DOMINGO XIV

Tiempo Ordinario

 

 

 

 

Zac 9,9-10

Rom 8,9.11-13

Mt 11,25-30

 

Este domingo las lecturas de la Escritura nos invitan a contemplar la figura del Mesías como un personaje lleno de bondad y al servicio de la paz, que se presenta no como un conquistador ni como un violento guerrero, sino como un modelo de humildad y de sencillez (1a. lectura). Jesús de Nazaret es el Mesías salvador que no se impone por la fuerza ni se presenta como severo legislador, sino ofreciendo el descanso, la plenitud de la felicidad y de la realización humana a todos los que como él caminan por el sendero de la sencillez y de la gratuidad (Evangelio). Estos, “los sencillos y humildes de corazón” (Mt 11,29), son aquellos que orientan su vida no según el principio de la carne, con sus apetitos desordenados y tendencias egoístas, sino según el Espíritu, la fuerza de Dios que es amor y libertad sin límites (2a. lectura).

 

La primera lectura (Zac 9,9-10) es un famoso texto tomado de la segunda parte del libro del profeta Zacarías o Segundo Zacarías (Zac 9-14), escrito a finales del siglo IV o comienzos del siglo III a.C. En el libro se reflejan las divisiones y los conflictos que marcaron la vida de la comunidad judía muchos años después del regreso del exilio. Había desaparecido ya la generación que había vuelto de Babilonia y habían quedado atrás los primeros años de entusiasmo por el hecho de habitar de nuevo en la tierra. Los nuevos problemas y desafíos que se presentaban a la comunidad judía exigían una nueva palabra profética que ayudara a entender los caminos de Dios y volviera a animar la esperanza del pueblo.

El libro de Zacarías, con sus mensajes y visiones a veces un poco enigmáticas, alimenta la esperanza de poder construir un mundo más justo y pacífico. La injusticia y la opresión que parecen dominar ciegamente el mundo no son el horizonte definitivo de la historia. Aunque la comunidad ha caído en el desánimo y en la idolatría (Zac 13,2), han proliferado los profetas que han engañado a la gente (Zac 13,3-6) y se han pervertido los dirigentes de la nación (Zac 11,4-7), el Señor proclama una purificación radical del pueblo (Zac 13,1) y anuncia la llegada de un rey-mesías encargado de realizar el proyecto divino de justicia y de paz (Zac 9,9-10). En aquella época ya había desaparecido la monarquía en Israel y, por tanto, el anuncio de un nuevo rey era una fuerte crítica para aquellos que poseían el control del templo y el limitado poder político que le quedó a la comunidad en la época helenística.
= = =
__Tarea escrita 1__: Cambia "conquistador" por "vencedor" al volver a escribir el fragmento del comentario que empieza en "Rom 8,9.11-13" y termina después de "límites (2a. lectura).".
__Tarea escrita 2__: Transcribe, por favor, los registros desde su inicio hasta la línea que contiene "[(130, 143), (927, 364)]", incluida esa línea.
El comentario y los registros son materiales independientes entre sí.

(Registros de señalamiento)
= = =
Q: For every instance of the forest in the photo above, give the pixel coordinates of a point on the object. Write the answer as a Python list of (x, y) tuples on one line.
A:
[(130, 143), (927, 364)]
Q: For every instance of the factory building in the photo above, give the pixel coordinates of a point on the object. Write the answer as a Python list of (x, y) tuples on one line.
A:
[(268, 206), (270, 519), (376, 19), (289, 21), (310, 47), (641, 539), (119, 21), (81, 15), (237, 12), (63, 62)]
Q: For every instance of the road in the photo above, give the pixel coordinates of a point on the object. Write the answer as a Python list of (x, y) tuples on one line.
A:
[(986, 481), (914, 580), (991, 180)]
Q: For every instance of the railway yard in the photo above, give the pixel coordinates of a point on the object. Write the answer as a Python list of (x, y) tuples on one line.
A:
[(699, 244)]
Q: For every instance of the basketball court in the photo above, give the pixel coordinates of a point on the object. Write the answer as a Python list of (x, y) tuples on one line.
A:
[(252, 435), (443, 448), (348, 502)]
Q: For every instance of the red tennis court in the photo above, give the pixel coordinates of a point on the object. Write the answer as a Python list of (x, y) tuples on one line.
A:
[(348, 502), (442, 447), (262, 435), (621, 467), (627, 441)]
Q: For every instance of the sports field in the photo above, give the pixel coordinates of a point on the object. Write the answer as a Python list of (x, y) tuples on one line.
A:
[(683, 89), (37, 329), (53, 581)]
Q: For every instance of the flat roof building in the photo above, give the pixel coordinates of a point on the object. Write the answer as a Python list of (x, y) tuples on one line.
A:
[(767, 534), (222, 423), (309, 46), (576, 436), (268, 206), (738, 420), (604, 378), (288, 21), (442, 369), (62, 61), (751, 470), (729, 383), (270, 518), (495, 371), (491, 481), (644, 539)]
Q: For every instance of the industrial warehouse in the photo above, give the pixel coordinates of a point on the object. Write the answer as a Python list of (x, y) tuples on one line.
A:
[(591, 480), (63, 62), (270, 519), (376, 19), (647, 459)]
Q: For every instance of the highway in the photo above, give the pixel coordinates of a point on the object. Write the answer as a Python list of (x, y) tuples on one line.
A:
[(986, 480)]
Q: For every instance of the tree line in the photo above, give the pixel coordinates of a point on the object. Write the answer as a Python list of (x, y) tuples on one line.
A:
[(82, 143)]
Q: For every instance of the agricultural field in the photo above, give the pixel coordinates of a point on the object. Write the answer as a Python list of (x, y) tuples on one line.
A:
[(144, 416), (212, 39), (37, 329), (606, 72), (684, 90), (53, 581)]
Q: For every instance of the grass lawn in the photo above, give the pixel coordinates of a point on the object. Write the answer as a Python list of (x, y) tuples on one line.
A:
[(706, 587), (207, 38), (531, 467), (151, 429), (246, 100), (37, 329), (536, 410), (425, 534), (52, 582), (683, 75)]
= = =
__Resultado final 1__:
Rom 8,9.11-13

Mt 11,25-30

 

Este domingo las lecturas de la Escritura nos invitan a contemplar la figura del Mesías como un personaje lleno de bondad y al servicio de la paz, que se presenta no como un vencedor ni como un violento guerrero, sino como un modelo de humildad y de sencillez (1a. lectura). Jesús de Nazaret es el Mesías salvador que no se impone por la fuerza ni se presenta como severo legislador, sino ofreciendo el descanso, la plenitud de la felicidad y de la realización humana a todos los que como él caminan por el sendero de la sencillez y de la gratuidad (Evangelio). Estos, “los sencillos y humildes de corazón” (Mt 11,29), son aquellos que orientan su vida no según el principio de la carne, con sus apetitos desordenados y tendencias egoístas, sino según el Espíritu, la fuerza de Dios que es amor y libertad sin límites (2a. lectura).

__Resultado final 2__:
Q: For every instance of the forest in the photo above, give the pixel coordinates of a point on the object. Write the answer as a Python list of (x, y) tuples on one line.
A:
[(130, 143), (927, 364)]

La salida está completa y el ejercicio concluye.